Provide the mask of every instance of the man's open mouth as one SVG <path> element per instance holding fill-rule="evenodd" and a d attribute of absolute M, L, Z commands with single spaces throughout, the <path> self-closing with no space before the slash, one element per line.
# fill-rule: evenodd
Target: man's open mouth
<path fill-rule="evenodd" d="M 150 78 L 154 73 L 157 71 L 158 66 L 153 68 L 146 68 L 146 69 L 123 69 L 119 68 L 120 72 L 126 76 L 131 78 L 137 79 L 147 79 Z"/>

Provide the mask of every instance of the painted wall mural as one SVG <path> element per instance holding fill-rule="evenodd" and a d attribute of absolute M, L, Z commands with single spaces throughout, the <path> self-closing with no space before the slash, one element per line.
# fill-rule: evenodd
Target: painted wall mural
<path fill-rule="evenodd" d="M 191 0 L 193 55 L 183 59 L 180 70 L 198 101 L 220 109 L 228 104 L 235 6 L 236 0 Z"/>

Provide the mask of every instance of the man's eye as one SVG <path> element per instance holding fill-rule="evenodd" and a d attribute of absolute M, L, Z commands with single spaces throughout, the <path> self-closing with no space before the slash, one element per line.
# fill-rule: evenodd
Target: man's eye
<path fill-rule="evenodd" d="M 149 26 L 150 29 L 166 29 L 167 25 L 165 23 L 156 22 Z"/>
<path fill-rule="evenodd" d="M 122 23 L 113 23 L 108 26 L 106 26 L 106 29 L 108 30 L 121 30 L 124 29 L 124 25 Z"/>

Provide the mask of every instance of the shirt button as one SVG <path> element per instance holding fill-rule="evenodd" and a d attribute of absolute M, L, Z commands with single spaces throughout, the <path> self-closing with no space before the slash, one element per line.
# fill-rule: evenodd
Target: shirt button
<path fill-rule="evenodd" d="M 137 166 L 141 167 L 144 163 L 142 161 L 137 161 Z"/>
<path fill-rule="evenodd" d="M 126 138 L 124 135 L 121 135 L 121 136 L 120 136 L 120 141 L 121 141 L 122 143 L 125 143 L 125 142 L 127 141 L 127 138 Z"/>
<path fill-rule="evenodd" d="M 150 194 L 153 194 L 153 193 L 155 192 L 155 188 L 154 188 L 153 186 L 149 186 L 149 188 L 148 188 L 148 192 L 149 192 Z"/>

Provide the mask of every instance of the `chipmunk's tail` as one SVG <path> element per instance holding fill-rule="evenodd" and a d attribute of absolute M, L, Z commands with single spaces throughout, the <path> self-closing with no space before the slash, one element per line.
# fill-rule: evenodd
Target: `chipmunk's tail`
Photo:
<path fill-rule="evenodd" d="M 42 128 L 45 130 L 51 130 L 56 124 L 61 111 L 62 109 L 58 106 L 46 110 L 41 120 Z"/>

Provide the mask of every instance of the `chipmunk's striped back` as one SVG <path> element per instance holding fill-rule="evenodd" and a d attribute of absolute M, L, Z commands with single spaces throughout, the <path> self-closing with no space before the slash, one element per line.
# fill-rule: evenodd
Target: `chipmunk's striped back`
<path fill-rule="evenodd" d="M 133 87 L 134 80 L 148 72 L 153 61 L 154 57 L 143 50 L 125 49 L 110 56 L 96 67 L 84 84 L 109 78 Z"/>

**Work request**
Send back the whole listing, exactly as written.

**Written solution**
Provide the mask of every instance of the man's open mouth as one SVG <path> element per instance holding fill-rule="evenodd" and a d attribute of absolute M, L, Z commands with single spaces throughout, the <path> self-closing with no space before the slash, one element per line.
# fill-rule: evenodd
Target: man's open mouth
<path fill-rule="evenodd" d="M 150 78 L 154 73 L 157 71 L 158 66 L 153 68 L 146 68 L 146 69 L 123 69 L 119 68 L 120 72 L 126 76 L 131 78 L 137 79 L 147 79 Z"/>

Provide the mask of every instance of the painted wall mural as one SVG <path> element per instance holding fill-rule="evenodd" and a d attribute of absolute M, L, Z commands with single spaces throughout, the <path> self-closing with no space before the slash, one element per line.
# fill-rule: evenodd
Target: painted wall mural
<path fill-rule="evenodd" d="M 191 0 L 193 55 L 183 59 L 180 70 L 198 101 L 220 109 L 228 104 L 235 6 L 236 0 Z"/>

Provide the mask of every instance of the man's eye as one SVG <path> element per instance holding fill-rule="evenodd" and a d attribute of absolute M, L, Z commands with single spaces throughout, the <path> self-closing with no space before the slash, one element per line.
# fill-rule: evenodd
Target: man's eye
<path fill-rule="evenodd" d="M 149 26 L 150 29 L 166 29 L 167 25 L 165 23 L 156 22 Z"/>
<path fill-rule="evenodd" d="M 122 23 L 113 23 L 108 26 L 106 26 L 106 29 L 108 30 L 121 30 L 124 29 L 124 25 Z"/>

Provide the mask of every instance of the shirt button as one SVG <path> element per instance holding fill-rule="evenodd" and a d attribute of absolute M, L, Z commands with single spaces throughout, the <path> self-closing with no space before the slash, one element per line.
# fill-rule: evenodd
Target: shirt button
<path fill-rule="evenodd" d="M 137 166 L 141 167 L 144 163 L 142 161 L 137 161 Z"/>
<path fill-rule="evenodd" d="M 126 138 L 124 135 L 121 135 L 121 136 L 120 136 L 120 141 L 121 141 L 122 143 L 125 143 L 125 142 L 127 141 L 127 138 Z"/>
<path fill-rule="evenodd" d="M 150 194 L 153 194 L 153 193 L 155 192 L 155 188 L 154 188 L 153 186 L 149 186 L 149 188 L 148 188 L 148 192 L 149 192 Z"/>

Provide the mask of every instance of the `chipmunk's tail` as one SVG <path> element per instance holding fill-rule="evenodd" and a d attribute of absolute M, L, Z commands with single spaces throughout, the <path> self-closing with no space before the slash, one element per line.
# fill-rule: evenodd
Target: `chipmunk's tail`
Photo:
<path fill-rule="evenodd" d="M 42 128 L 45 130 L 51 130 L 56 124 L 61 111 L 62 109 L 58 106 L 46 110 L 41 120 Z"/>

Provide the mask of every instance of the `chipmunk's striped back` as one SVG <path> element per instance holding fill-rule="evenodd" and a d attribute of absolute M, L, Z commands with single spaces throughout, the <path> self-closing with no space before the slash, one element per line.
# fill-rule: evenodd
Target: `chipmunk's striped back`
<path fill-rule="evenodd" d="M 133 87 L 134 80 L 148 72 L 153 61 L 154 57 L 143 50 L 125 49 L 110 56 L 96 67 L 84 84 L 109 78 Z"/>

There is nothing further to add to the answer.